> **Exercise instructions**
Write out the whole of the material exactly.
[START The data]
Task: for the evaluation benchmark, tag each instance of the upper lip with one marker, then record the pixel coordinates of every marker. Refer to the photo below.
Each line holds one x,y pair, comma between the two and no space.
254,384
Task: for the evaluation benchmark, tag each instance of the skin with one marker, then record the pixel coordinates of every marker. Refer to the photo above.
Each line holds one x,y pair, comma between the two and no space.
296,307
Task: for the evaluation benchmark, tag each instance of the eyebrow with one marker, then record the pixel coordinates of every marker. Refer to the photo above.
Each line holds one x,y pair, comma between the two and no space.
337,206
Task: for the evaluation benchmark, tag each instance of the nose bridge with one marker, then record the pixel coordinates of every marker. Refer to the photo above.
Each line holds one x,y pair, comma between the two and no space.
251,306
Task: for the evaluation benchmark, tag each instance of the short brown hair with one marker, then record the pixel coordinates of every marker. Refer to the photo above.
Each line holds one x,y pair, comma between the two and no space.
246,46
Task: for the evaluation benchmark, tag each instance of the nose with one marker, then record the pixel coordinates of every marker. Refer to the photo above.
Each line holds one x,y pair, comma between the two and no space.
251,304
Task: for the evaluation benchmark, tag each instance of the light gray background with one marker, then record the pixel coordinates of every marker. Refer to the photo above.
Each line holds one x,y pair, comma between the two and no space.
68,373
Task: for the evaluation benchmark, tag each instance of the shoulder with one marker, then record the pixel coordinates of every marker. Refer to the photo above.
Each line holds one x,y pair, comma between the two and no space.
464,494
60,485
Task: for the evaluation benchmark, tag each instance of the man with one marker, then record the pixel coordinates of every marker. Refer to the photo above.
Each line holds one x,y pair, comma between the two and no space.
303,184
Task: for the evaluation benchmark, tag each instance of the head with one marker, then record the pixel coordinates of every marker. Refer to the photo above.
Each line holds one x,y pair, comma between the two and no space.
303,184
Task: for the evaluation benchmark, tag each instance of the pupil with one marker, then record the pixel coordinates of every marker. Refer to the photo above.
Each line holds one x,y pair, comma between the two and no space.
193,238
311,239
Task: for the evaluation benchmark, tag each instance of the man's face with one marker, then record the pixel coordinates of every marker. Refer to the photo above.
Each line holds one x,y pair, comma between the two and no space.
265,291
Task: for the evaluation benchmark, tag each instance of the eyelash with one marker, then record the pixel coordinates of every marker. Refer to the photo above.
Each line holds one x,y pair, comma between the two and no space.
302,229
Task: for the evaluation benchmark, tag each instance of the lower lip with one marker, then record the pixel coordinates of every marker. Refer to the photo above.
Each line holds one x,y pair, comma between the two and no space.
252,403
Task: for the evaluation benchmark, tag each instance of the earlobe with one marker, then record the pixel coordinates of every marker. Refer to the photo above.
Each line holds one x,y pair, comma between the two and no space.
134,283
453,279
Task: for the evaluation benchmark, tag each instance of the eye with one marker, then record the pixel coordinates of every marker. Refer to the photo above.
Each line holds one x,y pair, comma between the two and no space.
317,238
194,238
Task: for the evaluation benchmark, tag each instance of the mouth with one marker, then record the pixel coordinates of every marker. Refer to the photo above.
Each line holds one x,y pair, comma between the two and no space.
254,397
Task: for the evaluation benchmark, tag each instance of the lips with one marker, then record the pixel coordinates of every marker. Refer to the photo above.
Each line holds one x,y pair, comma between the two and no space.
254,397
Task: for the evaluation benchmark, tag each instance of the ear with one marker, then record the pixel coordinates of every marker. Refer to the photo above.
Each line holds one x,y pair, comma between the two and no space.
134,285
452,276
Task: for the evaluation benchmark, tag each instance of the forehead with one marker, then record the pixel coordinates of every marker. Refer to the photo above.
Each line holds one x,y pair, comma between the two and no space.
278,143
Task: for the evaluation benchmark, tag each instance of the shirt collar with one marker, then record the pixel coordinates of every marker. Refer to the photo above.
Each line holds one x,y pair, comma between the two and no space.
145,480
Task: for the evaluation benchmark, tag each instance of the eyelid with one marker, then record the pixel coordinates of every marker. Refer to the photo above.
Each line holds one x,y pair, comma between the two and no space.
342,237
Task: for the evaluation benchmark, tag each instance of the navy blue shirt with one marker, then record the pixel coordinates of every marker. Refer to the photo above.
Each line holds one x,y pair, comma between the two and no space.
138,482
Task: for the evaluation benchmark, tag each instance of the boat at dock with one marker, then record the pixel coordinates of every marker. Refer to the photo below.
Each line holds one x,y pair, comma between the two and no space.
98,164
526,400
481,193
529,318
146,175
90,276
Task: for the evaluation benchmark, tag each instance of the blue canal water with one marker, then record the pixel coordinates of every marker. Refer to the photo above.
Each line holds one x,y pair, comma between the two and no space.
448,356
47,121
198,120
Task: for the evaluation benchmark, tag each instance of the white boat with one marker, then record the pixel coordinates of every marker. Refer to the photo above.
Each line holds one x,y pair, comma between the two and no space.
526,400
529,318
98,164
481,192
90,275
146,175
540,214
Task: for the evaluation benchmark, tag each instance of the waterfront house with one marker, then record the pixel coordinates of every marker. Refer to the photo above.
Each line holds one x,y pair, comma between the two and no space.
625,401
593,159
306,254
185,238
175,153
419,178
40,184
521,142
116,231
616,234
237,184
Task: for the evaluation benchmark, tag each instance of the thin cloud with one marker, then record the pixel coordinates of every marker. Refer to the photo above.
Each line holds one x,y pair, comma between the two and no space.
[END The data]
> **Result**
Task: for the evaluation benchmark, tag each instance of the upper lip with one marker, then record the pixel coordinates of every marker. Refer to the photo below.
Each line holds one x,y pair, comma between the two and no space.
254,384
Task: for the evaluation benchmark, tag each instance of the skin with one marker, then record the pixel coordinates of every marker. Refer to the photo above.
Each line holds one x,y pair, comma between the two and no space.
296,307
Task: for the evaluation benchmark, tag each instance of the eyebrow with one marker, then record the pixel coordinates of every marker. Refer to the photo above.
Each line holds one x,y pair, comma between the two and no space.
337,206
Task: for the evaluation benchmark, tag each instance of the nose bridge with one marker, then record the pixel coordinates of every marker. Refer to the photo above.
Each line holds one x,y pair, comma between the two and no space.
251,306
Task: for the evaluation benchmark, tag each instance of the short brown hair with one marker, then record the pixel coordinates of every marker. Refer to the photo above.
Each line holds one x,y pair, comma between the two and no space.
246,46
Task: for the evaluation benchmark, tag each instance of the nose with one marker, then record the pixel coordinates of every marker. Refer to the photo above.
Each line holds one x,y pair, comma between the two and no space.
251,304
Task: for the evaluation benchmark, tag each instance of the light gray background with one marker, then record the pixel coordinates of every marker. Refer to the photo above.
Each line holds one x,y pair, comma between the two and no space.
68,373
Task: for the evaluation benchmark, tag each instance of the shoulder with one marker, then record the pixel coordinates of every marker. Refer to the photo above.
Each line holds one x,y pair, comma between the two and no space.
464,494
60,485
Task: for the evaluation benchmark, tag each instance of the man with one marker, then record the pixel coordinates of every marker. Refer to the photo above.
Each line holds one x,y pair, comma between the two and no space.
303,184
Task: for the evaluation benchmark, tag each instance of the head with one marker, then record the pixel coordinates of every marker. Refer to the photo above.
Each line holds one x,y pair, comma between the two and no space.
303,184
Task: for the evaluation benchmark, tag each instance of the pupil with one marker, then record the pixel coordinates of every marker. Refer to the photo above.
Each line holds one x,y pair, comma between the two and no space.
193,238
311,239
Task: for the evaluation benchmark, tag each instance of the man's face with one marker, then record the pixel coordinates of every marker. Refer to the photo above.
Each line holds one x,y pair, comma between the two and no space.
265,291
Task: for the evaluation benchmark, tag each instance of the eyelash with one marker, then record the pixel coordinates of every marker. Refer to the photo above.
Each line holds one x,y pair, comma between the two and no space.
302,229
Task: for the evaluation benchmark, tag each instance of the lower lip with one marker, then record the pixel coordinates of every marker. Refer to the photo above.
Each line holds one x,y pair, comma between the two and no space.
252,403
Task: for the evaluation benchmark, tag each instance of the earlobe with one marker, then record the pixel coordinates of every marker. Refer to the photo above.
Each line holds one x,y pair, comma between the two and no space.
134,283
453,279
Task: for the evaluation benchmark, tag each instance of the eye with one marker, then record the pixel coordinates of every marker. Refer to the photo above.
Each line holds one x,y pair, comma between the two and no space.
317,238
194,238
Task: for the evaluation benchmark, tag each instance of the mouth with one marker, then record the pixel coordinates of every marker. Refer to the photo above.
Each line holds one x,y pair, comma between the two and no space.
254,397
Task: for the evaluation benchmark, tag each instance of the lips with one marker, then record the pixel coordinates of every marker. Refer to the photo above.
Each line holds one x,y pair, comma between the two and no space.
254,397
Task: for the evaluation benchmark, tag each instance of the ear with one marker, then record the pixel coordinates of every marker. Refer to the photo above.
Each line holds one x,y pair, comma between the two and no space.
134,285
452,276
Task: for the evaluation benchmark, tag each instance of the forehead with one marker, then record the pixel coordinates of every marker. Refer to the photo above.
Each line holds one x,y pair, comma between the two and no space.
278,143
Task: for the evaluation benchmark, tag each instance of the shirt collar with one marker, then record the pixel coordinates of every marker. Refer to the photo above.
Each line holds one x,y pair, comma between the two and no space.
145,480
Task: for the evaluation benchmark, tag each instance of the eyelid with one marker, then record the pixel coordinates of every marker. Refer to the photo above.
Each line holds one x,y pair, comma between the two and no space.
342,237
Task: for the evaluation benchmark, tag each instance of the navy blue shirt with one marker, then record the pixel coordinates of every marker. Refer to the photo above.
Each line holds one x,y pair, comma between the two and no space.
138,482
Task: for the evaluation benchmark, tag each instance of the boat at dock with one marker, then record the pixel coordinates of every marker. Refer to the photo below.
Each line holds one x,y pair, comma between the two and no space.
98,164
526,400
481,193
529,318
146,175
90,276
Task: for the evaluation benchmark, tag each instance of the blue canal water with one marker, then record the pixel coordinates of every marker. Refer to the photo above.
Each line holds one x,y pair, comma between the two and no space.
448,356
47,121
198,120
Task: for the evaluation benchmark, tag each instance of the white boat with one marker, then record the pixel coordinates of every marker. Refer to the photo above.
Each line holds one x,y pair, comma between the two and no space.
526,400
529,318
98,164
481,192
90,275
146,175
540,214
Task: for the evaluation benchmark, tag each instance of the waterfront house with one marker, then record the pixel coordinates of every marker. Refer to the photo above.
Each line holds one x,y pair, comma between the two and no space.
625,401
593,159
306,254
185,238
175,153
419,178
40,184
521,142
116,231
616,234
237,184
Task: for the evaluation benchmark, tag each instance of the thin cloud with one marker, then record the pixel coordinates of every marker. Refer to the photo above.
Each line holds one x,y pair, comma between the two and no space.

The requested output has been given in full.